Work task
In the records below, tally each line that contains the word "query" and give the total only.
Top of Source records
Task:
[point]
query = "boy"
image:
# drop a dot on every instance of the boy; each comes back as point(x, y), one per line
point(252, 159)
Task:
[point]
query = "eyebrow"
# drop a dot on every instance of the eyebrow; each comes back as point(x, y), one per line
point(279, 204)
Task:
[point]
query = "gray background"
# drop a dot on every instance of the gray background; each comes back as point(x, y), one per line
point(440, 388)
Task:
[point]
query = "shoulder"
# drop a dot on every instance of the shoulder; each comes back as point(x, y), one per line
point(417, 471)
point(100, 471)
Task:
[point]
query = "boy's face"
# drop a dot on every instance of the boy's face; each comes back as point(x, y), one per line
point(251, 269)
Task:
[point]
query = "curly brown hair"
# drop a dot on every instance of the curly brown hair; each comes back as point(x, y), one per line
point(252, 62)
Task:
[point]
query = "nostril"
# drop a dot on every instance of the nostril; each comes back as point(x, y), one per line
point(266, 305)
Bottom of Source records
Exercise output
7